▶ [BRANO PROPOSTO]
Luigi Miradori pittore ligure
Genova 1605 circa – Cremona 1656 circa
Luigi Miradori le cui scarse notizie sulle origini non consentono di stabilire con esattezza la data e il luogo della sua nascita.
È plausibile che sia nato nel primo decennio del Seicento a Genova.
L’identificazione del luogo si può basare sul fatto che lo stesso Miradori era solito firmare i suoi quadri aggiungendo al nome l’aggettivo «januensis».
Risulta invece impossibile, allo stato attuale delle conoscenze, definire la sua educazione pittorica e stabilire una relazione sicura con una delle botteghe attive a Genova in quello scorcio di secolo.
La prima notizia d’archivio risale al 1627, anno in cui sposò a Genova Gerolama Venerosi; nel 1630 il suo nome ricorre tra i cittadini tassati per le opere di fortificazione della città: dall’esigua somma della sua quota, 12 lire, si deduce che egli non aveva ancora un’attività affermata.
In effetti, sono solo due le opere che si possono legare al periodo genovese: il S. Sebastiano curato da s. Irene del convento cappuccino della Ss. Annunziata di Portoria e la Suonatrice di liuto di Palazzo Rosso a Genova, che in realtà è una variante sul tema della Vanitas.

▶ [INFORMAZIONI ESTRATTE]
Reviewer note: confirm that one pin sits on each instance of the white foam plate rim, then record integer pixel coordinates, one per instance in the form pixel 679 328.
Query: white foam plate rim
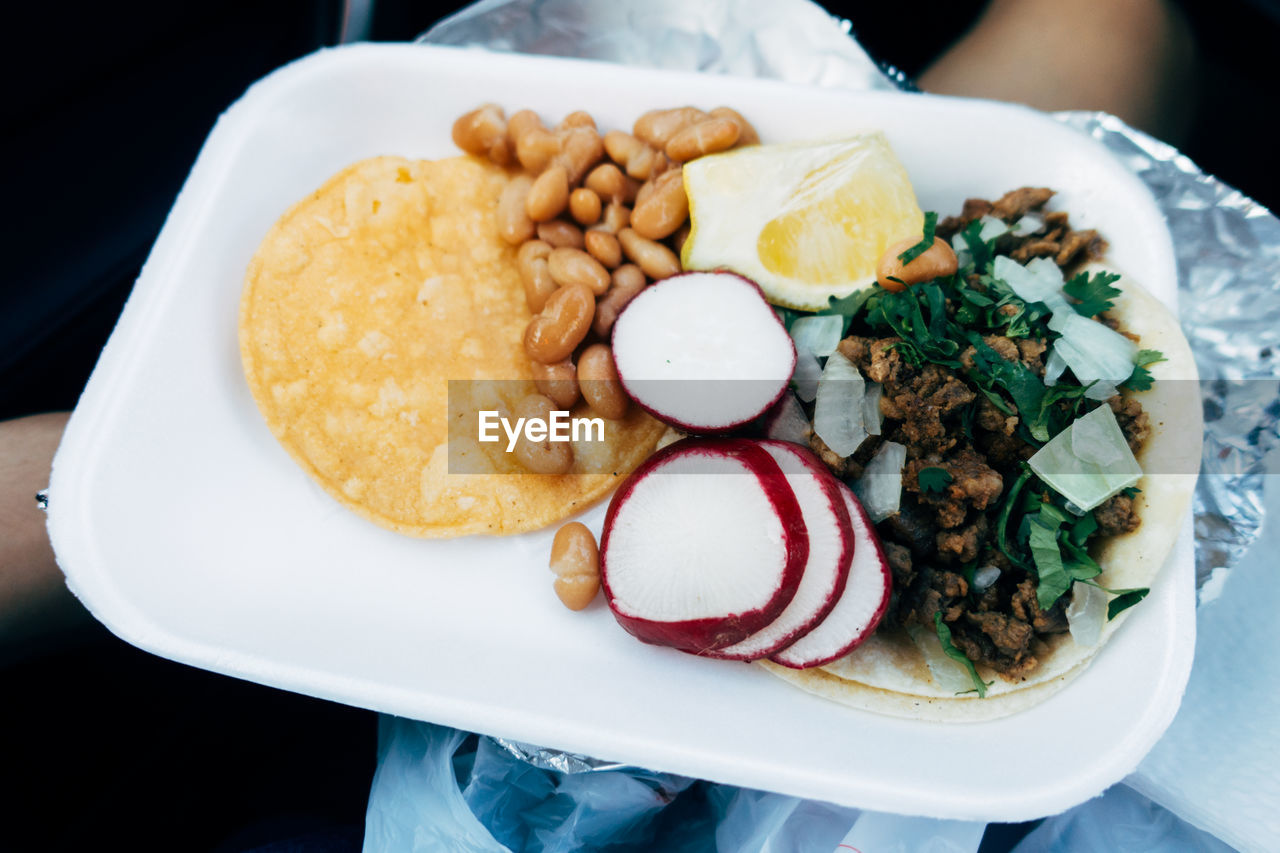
pixel 187 530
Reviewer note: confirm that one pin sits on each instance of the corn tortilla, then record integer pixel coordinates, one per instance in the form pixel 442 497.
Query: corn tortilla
pixel 887 674
pixel 360 306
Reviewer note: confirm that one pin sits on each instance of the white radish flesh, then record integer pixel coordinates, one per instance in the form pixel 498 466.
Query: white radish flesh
pixel 786 422
pixel 859 609
pixel 703 351
pixel 831 550
pixel 703 544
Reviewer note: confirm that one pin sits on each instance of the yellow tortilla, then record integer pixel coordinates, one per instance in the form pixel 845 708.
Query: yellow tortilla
pixel 888 674
pixel 360 306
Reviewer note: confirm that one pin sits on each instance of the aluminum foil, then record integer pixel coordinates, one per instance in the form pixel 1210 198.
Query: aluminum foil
pixel 1228 246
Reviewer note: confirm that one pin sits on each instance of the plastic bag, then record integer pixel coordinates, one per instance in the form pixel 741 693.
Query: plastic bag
pixel 1119 821
pixel 442 789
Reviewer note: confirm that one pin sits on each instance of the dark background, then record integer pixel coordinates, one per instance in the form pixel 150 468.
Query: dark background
pixel 108 105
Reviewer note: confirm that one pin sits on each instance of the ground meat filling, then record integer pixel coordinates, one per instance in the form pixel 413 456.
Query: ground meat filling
pixel 944 422
pixel 1048 235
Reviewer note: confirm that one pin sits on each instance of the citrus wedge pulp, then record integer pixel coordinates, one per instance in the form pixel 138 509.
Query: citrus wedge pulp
pixel 805 220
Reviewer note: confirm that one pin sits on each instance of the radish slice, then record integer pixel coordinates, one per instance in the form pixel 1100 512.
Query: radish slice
pixel 860 606
pixel 786 422
pixel 703 351
pixel 703 544
pixel 831 550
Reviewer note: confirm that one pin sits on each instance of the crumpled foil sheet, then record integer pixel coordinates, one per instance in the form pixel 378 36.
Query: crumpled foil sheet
pixel 1228 251
pixel 1228 246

▶ [ESERCIZIO SCRITTO] Prosegua il brano biografico sul pittore Luigi Miradori a partire dall'ultima frase riportata.

▶ [ESITO DEL COMPITO]
Entrambe le opere, ancora acerbe nell’impostazione chiaroscurale e nel disegno, sono interessanti per valutare le matrici culturali della sua formazione: sono infatti evidenti i debiti verso la cultura caravaggesca, introdotta a Genova da Orazio Gentileschi e Simon Vouet, e le suggestioni di artisti locali, in particolare di Giovanni Andrea De Ferrari e Bernardo Strozzi.
I motivi che spinsero il giovane Miradori a lasciare Genova sono ancora poco chiari: forse si mosse insieme con i tanti genovesi che arrivarono in Lombardia nel 1631 dopo la cessazione della peste; oppure, seguì il consiglio del mercante e letterato Bernardo Morando, che fu chiamato a guidare la filiale piacentina della ditta di famiglia e che gli avrebbe commissionato due dipinti, oggi irreperibili: un Miracolo di s. Nicola per la chiesa di S. Nicolò dei Cattanei e una pala per l’oratorio di S. Franca a Pittolo.
Solo per suggestioni stilistiche si possono datare a quegli anni due tele della Galleria nazionale di Parma, la prima raffigurante una scena di sacrificio, forse Aronne che ferma la peste, la seconda l’Adorazione dei magi; quest’ultima, tuttavia, di collocazione cronologica tutt’altro che sicura per la maniera pittorica preziosa e compatta che si distacca da quella più corsiva dell’Aronne.
È degna di nota, nell’Adorazione, la ripresa della composizione da un’incisione di Hendrick Goltzius: il ricorso alle stampe sarà una costante del processo creativo del Miradori.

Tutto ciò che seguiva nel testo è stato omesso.